**Aim of the task**
Across the entries that follow, tally every line holding the word "helmet" and reply with the count alone.

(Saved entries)
● ● ● ● ●
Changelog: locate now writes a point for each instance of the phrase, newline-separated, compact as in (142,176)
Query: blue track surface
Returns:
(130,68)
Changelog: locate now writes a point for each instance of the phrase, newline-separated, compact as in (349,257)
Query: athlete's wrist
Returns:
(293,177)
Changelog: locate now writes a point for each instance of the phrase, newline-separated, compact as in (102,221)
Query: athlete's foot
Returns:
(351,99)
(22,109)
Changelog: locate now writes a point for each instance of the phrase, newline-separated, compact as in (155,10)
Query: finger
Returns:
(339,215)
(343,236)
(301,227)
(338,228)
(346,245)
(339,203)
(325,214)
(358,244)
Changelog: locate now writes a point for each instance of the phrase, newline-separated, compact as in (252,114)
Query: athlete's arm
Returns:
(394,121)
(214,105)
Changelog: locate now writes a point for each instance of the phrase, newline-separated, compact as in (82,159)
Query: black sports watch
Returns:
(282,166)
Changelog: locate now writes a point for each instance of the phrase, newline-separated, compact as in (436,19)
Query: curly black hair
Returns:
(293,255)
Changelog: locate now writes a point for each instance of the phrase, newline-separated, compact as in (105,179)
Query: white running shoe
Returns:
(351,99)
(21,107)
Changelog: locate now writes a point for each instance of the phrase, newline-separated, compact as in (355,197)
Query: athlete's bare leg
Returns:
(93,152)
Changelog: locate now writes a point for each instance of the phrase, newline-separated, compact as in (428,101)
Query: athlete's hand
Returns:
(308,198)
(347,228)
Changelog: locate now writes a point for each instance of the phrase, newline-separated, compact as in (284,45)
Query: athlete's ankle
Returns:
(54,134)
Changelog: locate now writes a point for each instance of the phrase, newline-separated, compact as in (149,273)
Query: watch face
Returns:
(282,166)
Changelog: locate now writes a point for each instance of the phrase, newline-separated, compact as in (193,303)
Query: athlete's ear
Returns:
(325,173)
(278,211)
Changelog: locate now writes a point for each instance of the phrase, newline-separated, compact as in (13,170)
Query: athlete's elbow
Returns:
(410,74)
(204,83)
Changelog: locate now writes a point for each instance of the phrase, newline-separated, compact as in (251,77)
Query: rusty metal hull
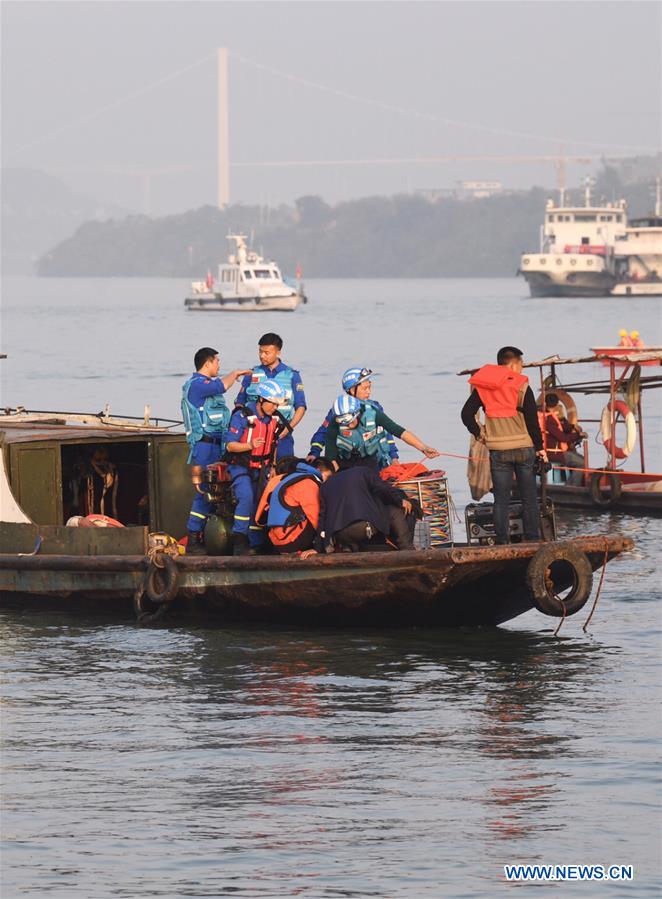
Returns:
(464,585)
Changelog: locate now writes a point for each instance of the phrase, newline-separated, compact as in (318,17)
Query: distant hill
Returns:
(38,212)
(400,236)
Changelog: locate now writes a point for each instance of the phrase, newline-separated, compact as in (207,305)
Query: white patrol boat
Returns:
(639,256)
(577,255)
(246,283)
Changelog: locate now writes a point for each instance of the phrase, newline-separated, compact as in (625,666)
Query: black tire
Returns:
(161,583)
(557,568)
(146,611)
(605,499)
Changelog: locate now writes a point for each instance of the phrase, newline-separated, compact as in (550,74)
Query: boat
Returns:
(57,468)
(607,486)
(639,256)
(577,256)
(246,283)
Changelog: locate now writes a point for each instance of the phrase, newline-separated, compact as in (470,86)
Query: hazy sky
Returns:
(100,93)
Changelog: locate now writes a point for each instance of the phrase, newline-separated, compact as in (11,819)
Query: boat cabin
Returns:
(55,468)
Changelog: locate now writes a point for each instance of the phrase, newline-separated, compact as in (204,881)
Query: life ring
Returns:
(555,568)
(622,409)
(566,401)
(161,580)
(99,521)
(605,499)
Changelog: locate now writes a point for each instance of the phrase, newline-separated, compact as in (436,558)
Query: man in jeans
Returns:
(511,434)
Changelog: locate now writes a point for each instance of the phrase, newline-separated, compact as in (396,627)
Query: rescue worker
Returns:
(358,434)
(356,382)
(292,507)
(206,418)
(561,438)
(272,367)
(358,505)
(512,435)
(251,446)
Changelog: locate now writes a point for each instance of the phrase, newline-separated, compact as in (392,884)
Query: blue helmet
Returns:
(271,391)
(346,409)
(355,376)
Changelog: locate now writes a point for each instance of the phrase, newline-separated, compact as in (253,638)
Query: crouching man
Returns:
(290,507)
(357,506)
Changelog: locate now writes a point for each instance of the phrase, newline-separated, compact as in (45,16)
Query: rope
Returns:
(563,617)
(648,475)
(597,595)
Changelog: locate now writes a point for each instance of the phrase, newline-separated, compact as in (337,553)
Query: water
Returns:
(268,763)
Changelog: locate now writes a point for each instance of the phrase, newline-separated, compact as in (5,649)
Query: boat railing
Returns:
(20,414)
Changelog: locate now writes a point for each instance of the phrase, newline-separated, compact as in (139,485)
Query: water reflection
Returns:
(275,751)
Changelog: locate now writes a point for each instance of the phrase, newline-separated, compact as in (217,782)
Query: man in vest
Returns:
(206,419)
(356,382)
(271,367)
(511,434)
(560,440)
(358,434)
(291,509)
(251,447)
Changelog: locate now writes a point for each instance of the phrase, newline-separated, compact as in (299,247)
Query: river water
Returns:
(177,762)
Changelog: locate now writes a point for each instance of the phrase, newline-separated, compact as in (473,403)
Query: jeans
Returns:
(503,464)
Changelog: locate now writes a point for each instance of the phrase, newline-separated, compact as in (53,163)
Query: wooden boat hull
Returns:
(630,502)
(461,586)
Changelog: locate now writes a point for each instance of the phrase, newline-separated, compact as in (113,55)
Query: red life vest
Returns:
(542,424)
(255,429)
(499,388)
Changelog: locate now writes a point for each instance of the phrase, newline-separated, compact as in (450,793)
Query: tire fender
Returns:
(556,567)
(161,589)
(605,500)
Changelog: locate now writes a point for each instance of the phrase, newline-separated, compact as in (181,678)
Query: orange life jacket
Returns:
(542,417)
(560,447)
(498,388)
(263,505)
(255,429)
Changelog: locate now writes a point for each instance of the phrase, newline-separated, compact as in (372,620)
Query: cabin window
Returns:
(106,478)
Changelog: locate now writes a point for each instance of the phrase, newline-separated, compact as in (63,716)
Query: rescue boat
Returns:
(48,480)
(246,283)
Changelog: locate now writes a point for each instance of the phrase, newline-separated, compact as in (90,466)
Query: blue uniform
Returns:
(246,482)
(319,437)
(296,401)
(203,452)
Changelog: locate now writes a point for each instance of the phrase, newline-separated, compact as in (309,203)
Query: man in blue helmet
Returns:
(358,435)
(271,367)
(356,382)
(252,440)
(206,419)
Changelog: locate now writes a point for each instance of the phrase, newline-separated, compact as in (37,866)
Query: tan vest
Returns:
(508,433)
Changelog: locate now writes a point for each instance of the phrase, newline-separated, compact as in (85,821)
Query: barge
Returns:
(58,468)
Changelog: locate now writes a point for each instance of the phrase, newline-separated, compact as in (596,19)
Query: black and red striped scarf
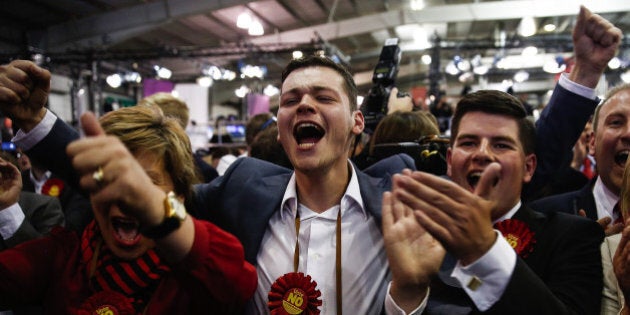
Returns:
(136,279)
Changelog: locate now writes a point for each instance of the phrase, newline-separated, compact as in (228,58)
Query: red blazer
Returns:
● ● ● ● ●
**Response for this exercise**
2